> **Fragmento**:
Lo apasionante es M, lo que llamamos masa gravitatoria. Dije que mide la cantidad de pasta en la Tierra y en la Luna, la pasta que, según nuestra fórmula, crea la fuerza de la gravedad. «Espere un segundo», oigo a alguien gruñir en la fila de atrás. «Usted tiene ahora dos masas. La masa (m) en F = ma (fórmula I) y la masa (M) en nuestra fórmula II nueva. ¿Qué pasa?». Muy perceptivo. Más que un desastre, es un problema a resolver.
Llamemos a estos dos tipos diferentes de masas la M mayúscula y la m minúscula. La M mayúscula es la pasta gravitatoria de un objeto, la que atrae a otro objeto. La m minúscula es la masa inercial, la pasta de un objeto que resiste a una fuerza y determina el movimiento resultante. Son dos atributos de la materia completamente diferentes. La perspicacia de Newton le hizo comprender que los experimentos efectuados por Galileo (¡acordaos de Pisa!) y muchos otros sugerían fuertemente que M = m. La pasta es exactamente igual a la masa inercial que aparece en la segunda ley de Newton.

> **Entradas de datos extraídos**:
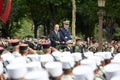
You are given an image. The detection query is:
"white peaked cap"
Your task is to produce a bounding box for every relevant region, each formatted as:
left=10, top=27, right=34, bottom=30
left=81, top=59, right=97, bottom=71
left=52, top=51, right=62, bottom=60
left=1, top=53, right=15, bottom=66
left=24, top=70, right=49, bottom=80
left=60, top=56, right=75, bottom=69
left=84, top=51, right=93, bottom=58
left=72, top=53, right=82, bottom=61
left=7, top=63, right=27, bottom=79
left=102, top=52, right=112, bottom=59
left=110, top=75, right=120, bottom=80
left=40, top=54, right=54, bottom=65
left=94, top=52, right=104, bottom=61
left=72, top=65, right=94, bottom=80
left=104, top=63, right=120, bottom=80
left=45, top=62, right=63, bottom=77
left=27, top=54, right=40, bottom=61
left=27, top=61, right=41, bottom=72
left=11, top=56, right=27, bottom=65
left=0, top=61, right=3, bottom=74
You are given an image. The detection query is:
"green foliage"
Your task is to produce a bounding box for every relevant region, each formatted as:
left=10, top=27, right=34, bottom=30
left=0, top=0, right=120, bottom=38
left=14, top=19, right=33, bottom=38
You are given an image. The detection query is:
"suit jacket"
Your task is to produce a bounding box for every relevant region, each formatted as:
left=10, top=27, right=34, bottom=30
left=49, top=31, right=61, bottom=47
left=60, top=28, right=71, bottom=42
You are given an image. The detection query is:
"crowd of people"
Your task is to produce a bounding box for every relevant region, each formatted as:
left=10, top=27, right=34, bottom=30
left=0, top=21, right=120, bottom=80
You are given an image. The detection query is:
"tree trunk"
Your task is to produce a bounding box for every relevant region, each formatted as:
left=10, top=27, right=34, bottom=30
left=34, top=24, right=38, bottom=38
left=72, top=0, right=76, bottom=42
left=49, top=3, right=56, bottom=26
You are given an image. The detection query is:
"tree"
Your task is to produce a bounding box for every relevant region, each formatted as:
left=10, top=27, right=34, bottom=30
left=72, top=0, right=76, bottom=42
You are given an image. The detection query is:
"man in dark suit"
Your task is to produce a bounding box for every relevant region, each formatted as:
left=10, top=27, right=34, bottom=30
left=49, top=24, right=61, bottom=47
left=60, top=20, right=71, bottom=42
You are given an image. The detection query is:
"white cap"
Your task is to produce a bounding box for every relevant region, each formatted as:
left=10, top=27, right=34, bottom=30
left=72, top=53, right=82, bottom=61
left=84, top=51, right=93, bottom=58
left=81, top=59, right=97, bottom=71
left=0, top=61, right=3, bottom=74
left=11, top=56, right=27, bottom=65
left=72, top=65, right=94, bottom=80
left=1, top=53, right=15, bottom=66
left=24, top=70, right=49, bottom=80
left=45, top=62, right=63, bottom=77
left=27, top=61, right=41, bottom=72
left=52, top=51, right=62, bottom=60
left=27, top=54, right=40, bottom=61
left=104, top=63, right=120, bottom=80
left=60, top=56, right=75, bottom=69
left=88, top=56, right=103, bottom=65
left=7, top=63, right=27, bottom=79
left=40, top=54, right=54, bottom=66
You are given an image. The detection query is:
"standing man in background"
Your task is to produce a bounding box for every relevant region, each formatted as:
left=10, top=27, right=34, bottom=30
left=60, top=20, right=72, bottom=43
left=49, top=24, right=61, bottom=47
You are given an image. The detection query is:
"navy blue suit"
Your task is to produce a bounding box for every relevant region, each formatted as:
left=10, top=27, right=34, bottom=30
left=60, top=28, right=71, bottom=42
left=49, top=31, right=61, bottom=47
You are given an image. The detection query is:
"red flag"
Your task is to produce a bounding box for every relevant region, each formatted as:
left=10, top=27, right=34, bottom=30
left=0, top=0, right=3, bottom=16
left=0, top=0, right=11, bottom=23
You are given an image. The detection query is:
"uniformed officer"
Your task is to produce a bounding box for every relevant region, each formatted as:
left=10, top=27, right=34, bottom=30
left=60, top=20, right=71, bottom=42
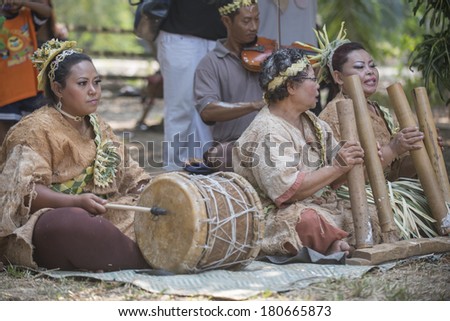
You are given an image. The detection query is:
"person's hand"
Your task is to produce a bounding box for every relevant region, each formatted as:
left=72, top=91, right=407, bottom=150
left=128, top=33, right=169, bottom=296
left=333, top=142, right=364, bottom=173
left=436, top=128, right=444, bottom=151
left=389, top=127, right=424, bottom=156
left=2, top=0, right=25, bottom=7
left=76, top=193, right=107, bottom=215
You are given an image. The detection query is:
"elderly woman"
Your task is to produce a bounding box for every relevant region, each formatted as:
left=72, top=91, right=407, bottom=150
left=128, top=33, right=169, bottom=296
left=233, top=48, right=380, bottom=255
left=0, top=40, right=150, bottom=271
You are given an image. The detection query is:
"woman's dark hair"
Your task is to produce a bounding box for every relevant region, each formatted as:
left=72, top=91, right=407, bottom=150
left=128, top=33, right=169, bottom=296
left=327, top=42, right=366, bottom=102
left=259, top=48, right=308, bottom=103
left=216, top=0, right=258, bottom=21
left=331, top=42, right=366, bottom=71
left=44, top=52, right=92, bottom=105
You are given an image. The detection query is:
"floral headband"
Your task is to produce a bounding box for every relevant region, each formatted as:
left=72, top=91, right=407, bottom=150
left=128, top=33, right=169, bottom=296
left=296, top=21, right=350, bottom=82
left=267, top=57, right=311, bottom=91
left=31, top=39, right=83, bottom=90
left=219, top=0, right=258, bottom=16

> **Consigna escrita**: Reproduce sin cambios el pasaje del fragmento sobre las dos masas que va desde "Llamemos a estos" hasta "ley de Newton.".

> **Respuesta del ejercicio**:
Llamemos a estos dos tipos diferentes de masas la M mayúscula y la m minúscula. La M mayúscula es la pasta gravitatoria de un objeto, la que atrae a otro objeto. La m minúscula es la masa inercial, la pasta de un objeto que resiste a una fuerza y determina el movimiento resultante. Son dos atributos de la materia completamente diferentes. La perspicacia de Newton le hizo comprender que los experimentos efectuados por Galileo (¡acordaos de Pisa!) y muchos otros sugerían fuertemente que M = m. La pasta es exactamente igual a la masa inercial que aparece en la segunda ley de Newton.